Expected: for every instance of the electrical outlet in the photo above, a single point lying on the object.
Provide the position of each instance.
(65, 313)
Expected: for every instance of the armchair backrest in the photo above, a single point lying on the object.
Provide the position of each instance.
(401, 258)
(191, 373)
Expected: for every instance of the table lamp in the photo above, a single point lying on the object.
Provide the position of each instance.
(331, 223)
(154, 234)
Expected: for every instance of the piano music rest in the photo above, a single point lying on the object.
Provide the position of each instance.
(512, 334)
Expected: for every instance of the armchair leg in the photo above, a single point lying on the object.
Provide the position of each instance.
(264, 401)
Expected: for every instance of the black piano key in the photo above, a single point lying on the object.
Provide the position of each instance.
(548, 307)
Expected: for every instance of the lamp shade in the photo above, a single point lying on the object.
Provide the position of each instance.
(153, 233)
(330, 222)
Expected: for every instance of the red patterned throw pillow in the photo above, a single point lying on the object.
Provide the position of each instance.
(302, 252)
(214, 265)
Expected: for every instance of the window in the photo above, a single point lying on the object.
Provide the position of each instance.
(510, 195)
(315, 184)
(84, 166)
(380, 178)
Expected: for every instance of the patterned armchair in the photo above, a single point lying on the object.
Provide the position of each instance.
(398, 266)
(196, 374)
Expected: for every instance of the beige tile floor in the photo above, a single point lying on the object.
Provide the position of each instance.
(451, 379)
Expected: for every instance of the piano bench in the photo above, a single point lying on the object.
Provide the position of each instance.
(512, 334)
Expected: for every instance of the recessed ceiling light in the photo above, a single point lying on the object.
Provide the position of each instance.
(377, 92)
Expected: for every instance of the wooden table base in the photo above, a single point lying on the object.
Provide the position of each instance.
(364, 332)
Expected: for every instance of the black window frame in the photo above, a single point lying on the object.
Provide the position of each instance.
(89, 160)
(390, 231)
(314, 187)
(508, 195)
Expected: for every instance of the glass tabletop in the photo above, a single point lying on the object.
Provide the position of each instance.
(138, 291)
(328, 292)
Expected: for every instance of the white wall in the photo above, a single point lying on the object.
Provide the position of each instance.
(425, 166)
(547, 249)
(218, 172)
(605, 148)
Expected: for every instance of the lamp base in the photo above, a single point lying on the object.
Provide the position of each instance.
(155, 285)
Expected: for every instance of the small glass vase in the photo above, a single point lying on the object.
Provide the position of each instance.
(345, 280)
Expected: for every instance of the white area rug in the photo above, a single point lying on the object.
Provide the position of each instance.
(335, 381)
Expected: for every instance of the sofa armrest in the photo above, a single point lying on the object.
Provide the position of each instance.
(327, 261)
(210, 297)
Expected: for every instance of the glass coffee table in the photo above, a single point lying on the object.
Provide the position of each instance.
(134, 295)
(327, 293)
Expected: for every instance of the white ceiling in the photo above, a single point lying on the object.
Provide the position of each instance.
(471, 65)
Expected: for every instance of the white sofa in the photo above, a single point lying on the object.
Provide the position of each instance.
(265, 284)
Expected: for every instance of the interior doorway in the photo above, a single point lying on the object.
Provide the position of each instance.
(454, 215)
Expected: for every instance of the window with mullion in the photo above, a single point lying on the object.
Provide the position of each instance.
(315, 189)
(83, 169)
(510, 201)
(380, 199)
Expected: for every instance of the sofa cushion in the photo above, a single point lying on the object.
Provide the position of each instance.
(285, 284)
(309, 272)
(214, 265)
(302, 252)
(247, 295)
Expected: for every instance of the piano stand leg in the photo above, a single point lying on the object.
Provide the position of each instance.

● ● ● ● ● ● ●

DESCRIPTION OF THE TASK:
Reproduce the entries exactly, dropping nothing.

SOLUTION FOR THIS EXERCISE:
Expected: for every instance of the electrical outlet in the photo above, a single point lying on the object.
Provide the position of each instance.
(65, 313)
Expected: for every instance of the armchair backrest in the photo above, a single point lying on the object.
Provide the position of each instance.
(401, 258)
(191, 373)
Expected: for every instance of the table lamp in the photo above, a single point lying on the object.
Provide the position of each instance.
(331, 223)
(154, 234)
Expected: for every instance of the piano music rest in the photo above, a single point lying on the object.
Provide the position of each instance.
(512, 334)
Expected: for every instance of the armchair leg in the photo above, a single point lying on the object.
Provide the position of each instance.
(264, 401)
Expected: for every instance of the black piano key in the photo above, a single point lying on the object.
Provide the position of each instance.
(548, 307)
Expected: for every instance of the lamp shade in the photo above, a single point lying on the object.
Provide the position of each instance.
(153, 233)
(330, 222)
Expected: for every instance of the red patterned throw pillow in the photo above, a single point lying on the object.
Provide the position of each instance.
(302, 252)
(214, 265)
Expected: for every instance of the window in the photo above, a single point lying on the object.
Provide the position of each instance.
(510, 195)
(315, 184)
(84, 166)
(380, 178)
Expected: for every instance of the patterned armchair in the photo above, a single point lying on the object.
Provide the position of each instance.
(398, 266)
(196, 374)
Expected: for every instance of the beige tile floor in the photo above, a single point lying on the object.
Provide the position of each instance.
(451, 379)
Expected: for every instance of the piano bench in the photo above, a single point lying on the object.
Provide the position of each instance.
(512, 334)
Expected: for every instance of the recessed ceiling light in the photo above, a single point lying on the object.
Provide the position of each instance.
(377, 92)
Expected: for every instance of the wooden table base in the photo above, a single point lying on the object.
Provide the position of each instance.
(364, 332)
Expected: for every instance of the black window frame in the photo above, a single point lying on the object.
Provide the position of each instance.
(89, 160)
(390, 231)
(314, 187)
(508, 195)
Expected: for every instance of the glass tabletop in the photo above, a single point lying on the object.
Provide the position of each instance.
(138, 291)
(328, 292)
Expected: for every instance of the white wall in the photo above, a single point lying on the object.
Provide the position of each instance.
(425, 166)
(547, 249)
(218, 172)
(605, 148)
Expected: for every instance of the lamp base in the photo above, a single point lying on the object.
Provide the position of each instance.
(155, 285)
Expected: for every instance of the small glass vase in the photo above, a single point lying on the object.
Provide the position of each instance.
(345, 280)
Expected: for every instance of the white area rug in the photo above, a single point lying on the object.
Provide the position of each instance.
(335, 381)
Expected: for every instance of the sofa armrest in the photo above, a single point lying on the object.
Provide the position of each instance.
(327, 261)
(210, 297)
Expected: for every instance of the glass coffee table in the photo above, a single point lying on the object.
Provide the position of each instance.
(134, 295)
(327, 293)
Expected: for every instance of the white ceiling in the photo above, a single point lying on the object.
Provide the position of each instance.
(471, 65)
Expected: for every instance of the white sofa in the photo above, a single point lying on the object.
Provide the position of each instance.
(265, 284)
Expected: for every instance of the interior doorway in the photo above, a single point lying on the object.
Provide the position of each instance.
(454, 215)
Expected: for every instance of the window with mullion in the photo above, a single point lying on the object.
Provide the position of each instance.
(315, 189)
(83, 169)
(510, 201)
(380, 199)
Expected: for every instance of the sofa cushion in the photo above, a single point lying on the object.
Provide the position of each instance.
(285, 284)
(309, 272)
(214, 265)
(302, 252)
(247, 295)
Expected: for every instance of the piano stand leg in the photo above, a single point lying on the object.
Provide the position of each instance.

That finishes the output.